Data items:
=-=-=
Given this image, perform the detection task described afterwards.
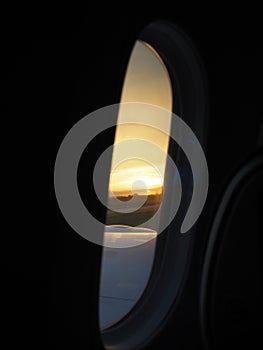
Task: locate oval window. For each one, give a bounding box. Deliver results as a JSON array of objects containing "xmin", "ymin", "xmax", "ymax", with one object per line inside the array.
[{"xmin": 99, "ymin": 41, "xmax": 173, "ymax": 330}]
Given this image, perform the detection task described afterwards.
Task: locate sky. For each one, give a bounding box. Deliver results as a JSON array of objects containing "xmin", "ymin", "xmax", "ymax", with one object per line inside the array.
[{"xmin": 109, "ymin": 41, "xmax": 172, "ymax": 195}]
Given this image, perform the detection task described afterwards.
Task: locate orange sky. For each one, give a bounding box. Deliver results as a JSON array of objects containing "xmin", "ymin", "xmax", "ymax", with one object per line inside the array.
[{"xmin": 109, "ymin": 41, "xmax": 172, "ymax": 195}]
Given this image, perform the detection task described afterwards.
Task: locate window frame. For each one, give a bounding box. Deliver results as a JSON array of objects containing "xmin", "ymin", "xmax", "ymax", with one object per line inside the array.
[{"xmin": 101, "ymin": 21, "xmax": 208, "ymax": 350}]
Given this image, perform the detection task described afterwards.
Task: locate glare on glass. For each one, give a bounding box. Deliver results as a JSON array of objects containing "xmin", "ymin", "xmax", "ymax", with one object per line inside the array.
[{"xmin": 99, "ymin": 41, "xmax": 172, "ymax": 329}]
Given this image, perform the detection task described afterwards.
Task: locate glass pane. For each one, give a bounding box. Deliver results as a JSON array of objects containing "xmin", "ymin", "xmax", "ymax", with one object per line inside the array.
[{"xmin": 99, "ymin": 41, "xmax": 172, "ymax": 329}]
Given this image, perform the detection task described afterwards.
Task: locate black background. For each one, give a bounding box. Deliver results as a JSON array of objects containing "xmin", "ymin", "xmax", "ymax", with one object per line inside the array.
[{"xmin": 0, "ymin": 6, "xmax": 263, "ymax": 349}]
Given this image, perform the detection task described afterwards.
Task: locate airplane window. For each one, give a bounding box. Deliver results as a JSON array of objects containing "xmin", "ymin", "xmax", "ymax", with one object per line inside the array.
[{"xmin": 99, "ymin": 41, "xmax": 173, "ymax": 330}]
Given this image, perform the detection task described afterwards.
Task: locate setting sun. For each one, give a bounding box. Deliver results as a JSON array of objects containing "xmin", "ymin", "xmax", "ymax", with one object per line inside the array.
[{"xmin": 109, "ymin": 41, "xmax": 172, "ymax": 200}]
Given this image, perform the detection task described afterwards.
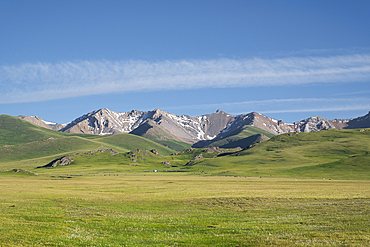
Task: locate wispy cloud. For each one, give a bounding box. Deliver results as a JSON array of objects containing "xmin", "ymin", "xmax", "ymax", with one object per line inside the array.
[
  {"xmin": 164, "ymin": 97, "xmax": 370, "ymax": 115},
  {"xmin": 0, "ymin": 54, "xmax": 370, "ymax": 103}
]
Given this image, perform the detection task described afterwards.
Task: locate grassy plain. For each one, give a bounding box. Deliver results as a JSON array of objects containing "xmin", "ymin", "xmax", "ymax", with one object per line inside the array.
[
  {"xmin": 0, "ymin": 116, "xmax": 370, "ymax": 246},
  {"xmin": 0, "ymin": 175, "xmax": 370, "ymax": 246}
]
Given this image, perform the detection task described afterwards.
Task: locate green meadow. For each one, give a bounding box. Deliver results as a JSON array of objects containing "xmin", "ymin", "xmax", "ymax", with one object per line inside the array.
[
  {"xmin": 0, "ymin": 115, "xmax": 370, "ymax": 246},
  {"xmin": 0, "ymin": 173, "xmax": 370, "ymax": 246}
]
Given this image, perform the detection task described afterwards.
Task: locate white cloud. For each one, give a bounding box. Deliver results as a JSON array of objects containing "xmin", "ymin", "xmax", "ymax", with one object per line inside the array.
[{"xmin": 0, "ymin": 54, "xmax": 370, "ymax": 103}]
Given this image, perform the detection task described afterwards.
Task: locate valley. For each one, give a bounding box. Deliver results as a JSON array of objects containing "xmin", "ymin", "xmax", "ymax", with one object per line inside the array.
[{"xmin": 0, "ymin": 112, "xmax": 370, "ymax": 246}]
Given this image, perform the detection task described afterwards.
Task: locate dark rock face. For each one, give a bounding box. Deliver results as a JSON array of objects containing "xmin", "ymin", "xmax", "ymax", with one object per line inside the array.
[{"xmin": 20, "ymin": 108, "xmax": 370, "ymax": 147}]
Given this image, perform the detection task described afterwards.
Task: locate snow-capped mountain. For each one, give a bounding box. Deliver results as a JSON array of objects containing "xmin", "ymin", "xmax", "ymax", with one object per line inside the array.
[
  {"xmin": 18, "ymin": 115, "xmax": 66, "ymax": 130},
  {"xmin": 19, "ymin": 108, "xmax": 370, "ymax": 148}
]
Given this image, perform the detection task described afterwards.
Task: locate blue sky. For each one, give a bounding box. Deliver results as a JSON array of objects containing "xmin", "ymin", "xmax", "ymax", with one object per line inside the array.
[{"xmin": 0, "ymin": 0, "xmax": 370, "ymax": 123}]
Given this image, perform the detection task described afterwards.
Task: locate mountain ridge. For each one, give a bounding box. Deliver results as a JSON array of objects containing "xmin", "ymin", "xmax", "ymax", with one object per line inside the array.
[{"xmin": 14, "ymin": 108, "xmax": 370, "ymax": 147}]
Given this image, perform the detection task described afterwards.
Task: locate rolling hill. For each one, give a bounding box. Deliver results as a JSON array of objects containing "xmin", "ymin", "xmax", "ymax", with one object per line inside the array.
[{"xmin": 0, "ymin": 115, "xmax": 174, "ymax": 163}]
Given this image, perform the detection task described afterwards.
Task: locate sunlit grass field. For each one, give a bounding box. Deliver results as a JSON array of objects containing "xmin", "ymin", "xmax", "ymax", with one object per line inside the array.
[
  {"xmin": 0, "ymin": 175, "xmax": 370, "ymax": 246},
  {"xmin": 0, "ymin": 116, "xmax": 370, "ymax": 246}
]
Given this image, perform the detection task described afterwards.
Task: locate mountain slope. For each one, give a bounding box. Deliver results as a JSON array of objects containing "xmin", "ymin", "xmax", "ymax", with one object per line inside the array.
[
  {"xmin": 18, "ymin": 115, "xmax": 65, "ymax": 131},
  {"xmin": 196, "ymin": 129, "xmax": 370, "ymax": 179},
  {"xmin": 14, "ymin": 109, "xmax": 370, "ymax": 150},
  {"xmin": 0, "ymin": 115, "xmax": 174, "ymax": 163}
]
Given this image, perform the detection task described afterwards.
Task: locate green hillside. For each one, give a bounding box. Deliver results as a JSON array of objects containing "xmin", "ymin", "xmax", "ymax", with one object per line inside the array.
[
  {"xmin": 130, "ymin": 121, "xmax": 191, "ymax": 151},
  {"xmin": 0, "ymin": 115, "xmax": 174, "ymax": 163},
  {"xmin": 0, "ymin": 116, "xmax": 370, "ymax": 179},
  {"xmin": 99, "ymin": 133, "xmax": 174, "ymax": 155},
  {"xmin": 205, "ymin": 125, "xmax": 274, "ymax": 148},
  {"xmin": 197, "ymin": 129, "xmax": 370, "ymax": 179},
  {"xmin": 0, "ymin": 115, "xmax": 65, "ymax": 146}
]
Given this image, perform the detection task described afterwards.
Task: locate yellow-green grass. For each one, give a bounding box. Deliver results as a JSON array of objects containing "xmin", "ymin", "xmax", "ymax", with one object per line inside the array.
[
  {"xmin": 0, "ymin": 115, "xmax": 174, "ymax": 169},
  {"xmin": 207, "ymin": 125, "xmax": 275, "ymax": 148},
  {"xmin": 0, "ymin": 175, "xmax": 370, "ymax": 246},
  {"xmin": 196, "ymin": 129, "xmax": 370, "ymax": 179}
]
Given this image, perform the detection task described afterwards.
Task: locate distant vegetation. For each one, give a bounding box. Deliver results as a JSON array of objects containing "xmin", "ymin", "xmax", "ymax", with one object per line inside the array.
[{"xmin": 0, "ymin": 115, "xmax": 370, "ymax": 246}]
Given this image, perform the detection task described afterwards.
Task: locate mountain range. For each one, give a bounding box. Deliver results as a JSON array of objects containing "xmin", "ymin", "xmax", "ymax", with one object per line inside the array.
[{"xmin": 18, "ymin": 108, "xmax": 370, "ymax": 150}]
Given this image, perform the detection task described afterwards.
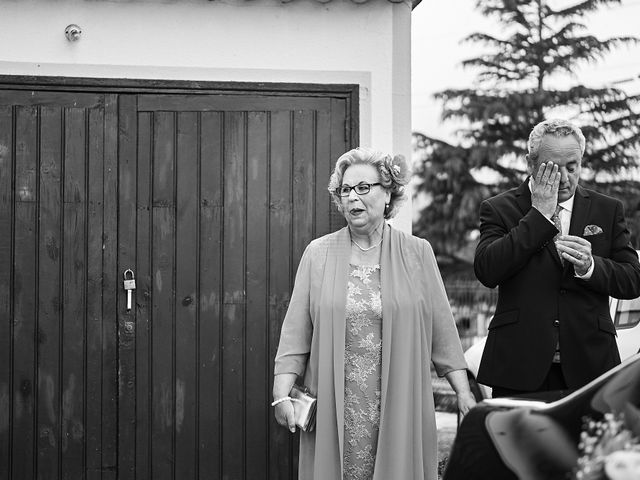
=-=-=
- Set exercise -
Count the lines in the listing above that contain the word "cloud", with case mattering, and reply with the number alone.

- Final result -
2